-------- Reading passage --------

Botanizing in Alaska: Wild Iris

I just returned from a week-long trip to Fairbanks in central Alaska. I quickly noted the abundant wild irises (Iris setosa interior) in bloom around the city. The species is endemic through much of Alaska, with a few regional subspecies/varieties. It goes by a few different common names. "Beachhead Iris" seems to be the most common, though I prefer "Alaska Iris" for the plants I encountered because it more clearly refers to the specific Alaskan sub-species.

While I was there, the local paper (Fairbanks Daily News-Miner) published an article about Jack Finch, a metalworking instructor at the local university, who has a long-running hobby of breeding I. setosa.

www.newsminer.com/features/our_town/an-eye-for-irises-grower-pulls-a-rainbow-of-varieties/article_db950be2-1d65-11e5-8207-4ff1af2d6​4db​.html

Though we tend to refer to all the colorful floral structures of a typical garden iris as "petals", the structures are botanically divided into the true petals (upright standards) and petaloid sepals (descending falls). In I. setosa, the botanical petals are reduced so severely that the flower appears to have only three "petals". Jack Finch occasionally sells plants in Fairbanks, which probably helps explain the diversity of colored forms I found in gardens during my week.


NewsMiner photo.
In addition to numerous shades, Jack Finch also isolated a recessive mutation which converts the tiny petals of the wild flower into full-sized sepals (thus producing an attractive and larger flower). I never did find an example of this flower, but the newspaper published a photo which nicely illustrates the variation.

During my trip I was able to collect seeds from several plants with different colored flowers. As the plants were in full bloom, the only seeds to be found were those left-over from the previous season or two. Hopefully they remain viable so that when I plant them this fall (for cold-stratification) they can start growing in spring.

-------- Source information --------

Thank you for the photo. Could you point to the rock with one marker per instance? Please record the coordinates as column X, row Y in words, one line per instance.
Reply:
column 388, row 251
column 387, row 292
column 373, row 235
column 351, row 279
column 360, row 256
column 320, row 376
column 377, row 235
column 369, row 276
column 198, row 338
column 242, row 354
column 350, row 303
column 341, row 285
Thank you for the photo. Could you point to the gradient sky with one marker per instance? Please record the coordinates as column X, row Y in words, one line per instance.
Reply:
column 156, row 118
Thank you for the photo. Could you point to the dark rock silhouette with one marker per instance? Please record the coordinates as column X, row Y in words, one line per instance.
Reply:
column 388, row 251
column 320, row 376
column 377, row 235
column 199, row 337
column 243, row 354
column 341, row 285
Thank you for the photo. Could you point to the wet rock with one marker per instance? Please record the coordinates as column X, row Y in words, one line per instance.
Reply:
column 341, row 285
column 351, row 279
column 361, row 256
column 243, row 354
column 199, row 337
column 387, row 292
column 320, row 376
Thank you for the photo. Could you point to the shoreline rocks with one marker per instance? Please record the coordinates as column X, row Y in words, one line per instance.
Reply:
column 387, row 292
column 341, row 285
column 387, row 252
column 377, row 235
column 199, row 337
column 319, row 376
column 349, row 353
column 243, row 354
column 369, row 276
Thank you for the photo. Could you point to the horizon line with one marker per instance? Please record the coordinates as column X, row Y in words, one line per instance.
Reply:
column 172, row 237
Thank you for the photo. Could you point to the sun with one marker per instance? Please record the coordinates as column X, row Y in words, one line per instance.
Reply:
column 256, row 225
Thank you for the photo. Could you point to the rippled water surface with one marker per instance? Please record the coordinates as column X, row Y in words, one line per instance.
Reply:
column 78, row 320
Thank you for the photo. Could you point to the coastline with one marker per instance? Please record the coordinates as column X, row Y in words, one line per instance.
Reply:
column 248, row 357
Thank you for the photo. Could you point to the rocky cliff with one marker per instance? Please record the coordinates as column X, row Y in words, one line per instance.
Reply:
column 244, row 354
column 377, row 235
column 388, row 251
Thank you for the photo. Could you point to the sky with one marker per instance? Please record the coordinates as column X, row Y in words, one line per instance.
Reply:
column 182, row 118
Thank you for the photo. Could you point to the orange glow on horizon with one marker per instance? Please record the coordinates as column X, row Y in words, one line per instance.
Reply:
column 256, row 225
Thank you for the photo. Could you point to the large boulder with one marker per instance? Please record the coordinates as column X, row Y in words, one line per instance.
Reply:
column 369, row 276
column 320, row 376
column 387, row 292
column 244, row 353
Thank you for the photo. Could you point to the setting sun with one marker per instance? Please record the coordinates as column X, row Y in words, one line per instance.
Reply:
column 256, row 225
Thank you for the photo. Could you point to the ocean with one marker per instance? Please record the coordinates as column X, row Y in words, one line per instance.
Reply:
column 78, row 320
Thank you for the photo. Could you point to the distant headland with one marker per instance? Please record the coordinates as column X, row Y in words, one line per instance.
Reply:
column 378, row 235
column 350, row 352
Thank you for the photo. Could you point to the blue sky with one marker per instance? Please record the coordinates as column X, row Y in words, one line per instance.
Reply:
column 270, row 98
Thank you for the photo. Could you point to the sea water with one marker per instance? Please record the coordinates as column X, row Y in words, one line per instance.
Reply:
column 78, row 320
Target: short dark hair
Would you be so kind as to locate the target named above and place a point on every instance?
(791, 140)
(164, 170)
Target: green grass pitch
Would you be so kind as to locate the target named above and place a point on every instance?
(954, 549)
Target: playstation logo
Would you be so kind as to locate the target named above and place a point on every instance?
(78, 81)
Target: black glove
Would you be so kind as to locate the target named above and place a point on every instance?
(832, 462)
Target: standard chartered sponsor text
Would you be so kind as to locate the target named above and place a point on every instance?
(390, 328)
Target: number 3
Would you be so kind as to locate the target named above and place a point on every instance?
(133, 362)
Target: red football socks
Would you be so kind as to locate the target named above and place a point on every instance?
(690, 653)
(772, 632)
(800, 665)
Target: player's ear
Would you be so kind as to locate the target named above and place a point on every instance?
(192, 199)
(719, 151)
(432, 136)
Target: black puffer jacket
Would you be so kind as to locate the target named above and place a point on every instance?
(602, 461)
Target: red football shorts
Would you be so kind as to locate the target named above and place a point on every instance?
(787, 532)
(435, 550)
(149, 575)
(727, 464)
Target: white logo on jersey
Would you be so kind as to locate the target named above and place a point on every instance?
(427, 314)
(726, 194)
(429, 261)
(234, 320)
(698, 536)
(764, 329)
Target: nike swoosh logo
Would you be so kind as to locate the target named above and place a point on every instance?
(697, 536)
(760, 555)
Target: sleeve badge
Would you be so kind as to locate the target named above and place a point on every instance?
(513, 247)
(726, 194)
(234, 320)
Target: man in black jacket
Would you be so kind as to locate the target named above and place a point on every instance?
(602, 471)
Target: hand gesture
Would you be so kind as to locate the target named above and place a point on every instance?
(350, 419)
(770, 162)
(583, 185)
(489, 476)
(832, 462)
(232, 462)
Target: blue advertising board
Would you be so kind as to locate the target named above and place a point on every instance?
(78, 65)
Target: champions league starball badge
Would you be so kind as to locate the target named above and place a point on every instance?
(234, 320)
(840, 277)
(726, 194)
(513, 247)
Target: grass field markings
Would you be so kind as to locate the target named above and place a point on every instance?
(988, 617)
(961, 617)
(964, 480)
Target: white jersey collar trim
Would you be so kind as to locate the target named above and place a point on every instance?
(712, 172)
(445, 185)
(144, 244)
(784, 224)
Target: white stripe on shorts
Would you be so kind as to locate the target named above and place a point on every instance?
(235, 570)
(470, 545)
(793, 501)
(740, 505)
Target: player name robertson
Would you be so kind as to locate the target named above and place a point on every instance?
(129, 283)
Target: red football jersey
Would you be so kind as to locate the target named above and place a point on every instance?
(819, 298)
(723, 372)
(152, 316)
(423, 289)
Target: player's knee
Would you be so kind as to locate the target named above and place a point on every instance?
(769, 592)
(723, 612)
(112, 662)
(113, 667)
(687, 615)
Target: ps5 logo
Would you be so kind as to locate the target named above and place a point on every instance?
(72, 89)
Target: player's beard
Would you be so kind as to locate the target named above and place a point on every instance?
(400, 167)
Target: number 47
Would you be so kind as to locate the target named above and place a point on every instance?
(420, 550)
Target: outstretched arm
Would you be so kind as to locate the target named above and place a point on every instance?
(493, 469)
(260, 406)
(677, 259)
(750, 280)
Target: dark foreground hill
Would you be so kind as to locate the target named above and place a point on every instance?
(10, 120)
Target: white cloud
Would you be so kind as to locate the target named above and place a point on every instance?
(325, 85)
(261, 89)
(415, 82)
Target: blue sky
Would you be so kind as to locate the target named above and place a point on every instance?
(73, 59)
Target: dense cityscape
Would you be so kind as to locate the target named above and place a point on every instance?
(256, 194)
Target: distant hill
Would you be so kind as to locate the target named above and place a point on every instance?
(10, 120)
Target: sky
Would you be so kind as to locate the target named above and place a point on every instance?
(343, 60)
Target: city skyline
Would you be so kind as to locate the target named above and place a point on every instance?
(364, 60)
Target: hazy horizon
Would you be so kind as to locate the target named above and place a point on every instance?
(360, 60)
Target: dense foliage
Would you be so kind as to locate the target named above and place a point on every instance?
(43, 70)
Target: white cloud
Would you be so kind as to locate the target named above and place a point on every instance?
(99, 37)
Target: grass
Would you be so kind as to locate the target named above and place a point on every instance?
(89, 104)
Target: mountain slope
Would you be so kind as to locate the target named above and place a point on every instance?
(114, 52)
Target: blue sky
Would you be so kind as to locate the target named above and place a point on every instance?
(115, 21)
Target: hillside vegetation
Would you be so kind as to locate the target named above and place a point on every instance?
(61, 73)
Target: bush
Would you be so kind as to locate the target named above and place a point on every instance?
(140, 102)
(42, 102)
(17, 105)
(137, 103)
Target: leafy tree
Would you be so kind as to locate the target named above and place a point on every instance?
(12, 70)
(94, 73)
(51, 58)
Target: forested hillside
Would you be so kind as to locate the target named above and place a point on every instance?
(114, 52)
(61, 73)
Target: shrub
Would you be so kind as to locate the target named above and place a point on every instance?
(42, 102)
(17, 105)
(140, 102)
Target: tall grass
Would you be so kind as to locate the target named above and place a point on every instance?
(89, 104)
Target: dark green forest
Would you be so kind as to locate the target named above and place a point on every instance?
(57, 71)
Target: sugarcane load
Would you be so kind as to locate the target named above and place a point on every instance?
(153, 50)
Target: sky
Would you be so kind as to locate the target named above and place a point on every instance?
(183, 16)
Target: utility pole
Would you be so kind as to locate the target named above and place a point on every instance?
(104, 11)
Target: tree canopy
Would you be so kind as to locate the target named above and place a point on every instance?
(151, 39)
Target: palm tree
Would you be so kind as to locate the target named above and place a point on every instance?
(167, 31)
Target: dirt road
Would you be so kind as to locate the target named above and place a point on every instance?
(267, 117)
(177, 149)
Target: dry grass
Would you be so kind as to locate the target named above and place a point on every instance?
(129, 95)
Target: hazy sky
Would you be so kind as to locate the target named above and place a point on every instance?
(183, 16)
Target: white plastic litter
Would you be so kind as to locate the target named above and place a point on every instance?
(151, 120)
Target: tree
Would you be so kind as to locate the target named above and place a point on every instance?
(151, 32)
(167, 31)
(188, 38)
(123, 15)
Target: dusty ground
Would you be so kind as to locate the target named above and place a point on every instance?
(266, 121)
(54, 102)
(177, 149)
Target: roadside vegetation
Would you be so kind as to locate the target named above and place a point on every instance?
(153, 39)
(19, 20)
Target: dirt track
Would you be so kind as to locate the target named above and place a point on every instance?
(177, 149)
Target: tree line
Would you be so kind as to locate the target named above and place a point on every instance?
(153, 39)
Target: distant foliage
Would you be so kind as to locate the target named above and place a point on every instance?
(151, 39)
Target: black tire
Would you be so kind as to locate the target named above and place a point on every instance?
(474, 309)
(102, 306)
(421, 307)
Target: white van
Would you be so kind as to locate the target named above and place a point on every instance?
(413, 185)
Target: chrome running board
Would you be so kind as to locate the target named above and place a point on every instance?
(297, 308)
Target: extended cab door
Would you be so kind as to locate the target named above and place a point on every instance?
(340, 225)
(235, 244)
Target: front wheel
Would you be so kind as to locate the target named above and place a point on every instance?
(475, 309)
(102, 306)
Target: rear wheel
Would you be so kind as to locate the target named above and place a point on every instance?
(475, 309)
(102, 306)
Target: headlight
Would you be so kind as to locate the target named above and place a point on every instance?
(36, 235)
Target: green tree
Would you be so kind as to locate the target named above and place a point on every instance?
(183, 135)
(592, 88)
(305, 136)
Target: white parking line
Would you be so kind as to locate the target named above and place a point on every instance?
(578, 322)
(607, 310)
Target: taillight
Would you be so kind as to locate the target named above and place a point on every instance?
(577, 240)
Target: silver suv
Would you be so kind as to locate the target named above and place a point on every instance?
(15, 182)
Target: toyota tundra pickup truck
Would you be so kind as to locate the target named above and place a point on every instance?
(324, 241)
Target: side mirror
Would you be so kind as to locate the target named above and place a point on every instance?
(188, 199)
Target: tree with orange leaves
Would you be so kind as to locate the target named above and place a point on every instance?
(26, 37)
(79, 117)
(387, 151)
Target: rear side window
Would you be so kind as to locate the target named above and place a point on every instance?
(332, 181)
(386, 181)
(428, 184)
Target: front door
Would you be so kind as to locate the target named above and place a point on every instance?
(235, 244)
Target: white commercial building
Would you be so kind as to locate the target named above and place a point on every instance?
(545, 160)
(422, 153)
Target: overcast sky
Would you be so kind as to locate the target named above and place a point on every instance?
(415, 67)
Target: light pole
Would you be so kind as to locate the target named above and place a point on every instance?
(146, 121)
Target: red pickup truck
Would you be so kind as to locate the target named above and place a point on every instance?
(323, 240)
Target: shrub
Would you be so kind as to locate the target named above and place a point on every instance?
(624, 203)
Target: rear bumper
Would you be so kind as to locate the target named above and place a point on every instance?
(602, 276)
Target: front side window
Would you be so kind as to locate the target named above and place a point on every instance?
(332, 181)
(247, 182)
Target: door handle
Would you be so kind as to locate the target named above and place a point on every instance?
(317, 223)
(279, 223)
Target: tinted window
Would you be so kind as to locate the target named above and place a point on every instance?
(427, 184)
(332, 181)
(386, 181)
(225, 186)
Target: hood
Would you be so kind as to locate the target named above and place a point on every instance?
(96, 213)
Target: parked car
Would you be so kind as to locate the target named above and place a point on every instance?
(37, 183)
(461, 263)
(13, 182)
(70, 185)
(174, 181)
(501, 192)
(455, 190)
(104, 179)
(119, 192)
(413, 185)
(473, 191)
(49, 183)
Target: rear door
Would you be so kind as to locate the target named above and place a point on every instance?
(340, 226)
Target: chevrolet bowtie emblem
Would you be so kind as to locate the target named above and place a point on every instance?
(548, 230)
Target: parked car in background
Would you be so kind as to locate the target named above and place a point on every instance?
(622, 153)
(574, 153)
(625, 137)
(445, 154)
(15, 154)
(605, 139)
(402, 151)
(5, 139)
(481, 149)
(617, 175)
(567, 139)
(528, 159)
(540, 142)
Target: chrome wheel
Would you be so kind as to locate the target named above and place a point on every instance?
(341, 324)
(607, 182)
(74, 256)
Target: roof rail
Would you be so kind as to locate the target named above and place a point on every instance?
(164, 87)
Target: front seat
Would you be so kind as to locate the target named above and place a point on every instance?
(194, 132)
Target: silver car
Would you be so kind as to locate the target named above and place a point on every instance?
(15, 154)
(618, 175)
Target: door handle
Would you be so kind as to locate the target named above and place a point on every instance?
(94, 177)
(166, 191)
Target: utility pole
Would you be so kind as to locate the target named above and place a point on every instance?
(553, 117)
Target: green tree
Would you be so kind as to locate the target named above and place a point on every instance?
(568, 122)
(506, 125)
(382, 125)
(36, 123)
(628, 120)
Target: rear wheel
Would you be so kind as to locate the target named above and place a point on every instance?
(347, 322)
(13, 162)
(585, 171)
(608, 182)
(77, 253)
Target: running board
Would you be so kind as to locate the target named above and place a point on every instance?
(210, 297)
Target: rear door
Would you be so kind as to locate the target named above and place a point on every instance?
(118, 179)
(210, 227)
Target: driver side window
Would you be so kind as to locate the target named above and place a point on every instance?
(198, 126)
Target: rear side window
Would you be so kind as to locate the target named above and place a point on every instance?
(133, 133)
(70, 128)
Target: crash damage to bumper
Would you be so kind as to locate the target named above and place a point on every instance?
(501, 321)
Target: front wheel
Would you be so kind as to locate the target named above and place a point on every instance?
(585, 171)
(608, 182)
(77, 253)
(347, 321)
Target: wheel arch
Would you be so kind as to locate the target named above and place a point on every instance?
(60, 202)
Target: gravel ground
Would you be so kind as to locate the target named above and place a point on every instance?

--------

__Required action 1__. In the passage about Alaska irises, which local newspaper ran the article about Jack Finch?
__Required action 2__. Carry the passage about Alaska irises forward past its final sentence.
The records have nothing to do with the passage about Alaska irises.

__Answer section 1__. The Fairbanks Daily News-Miner.

__Answer section 2__.
The Iris genus is subdivided into several sub-genera, which are then in turn subdivided into several series of species. For the wild Iris setosa I was so admiring, the full nomenclature is something like: [Genus = Iris] [Subgenus = Limniris] [Series = Tripetalae] [Species = setosa] [Subspecies = interior].

Species definitions in plants are often less strict than they seem to be for animals. Some research from a few years ago sought to identify how I. setosa was related to other North American wild irises. They found I. setosa was most likely one of the parents (with I. virginica) of I. versicolor. I. setosa and I. virginica are both diploid with 38 (19/19) and 70 (35/35) chromosomes, respectively. The hybrid between the two species is infertile due to mis-paired chromosome sets (19/35). But like in other cases (http://the-biologist-is-in.blogspot.com/2015/01/hybrid-sterility-and-speciation.html), that infertility can be resolved by a whole genome duplication like that which appears to have happened in the ancestors of modern I. versicolor.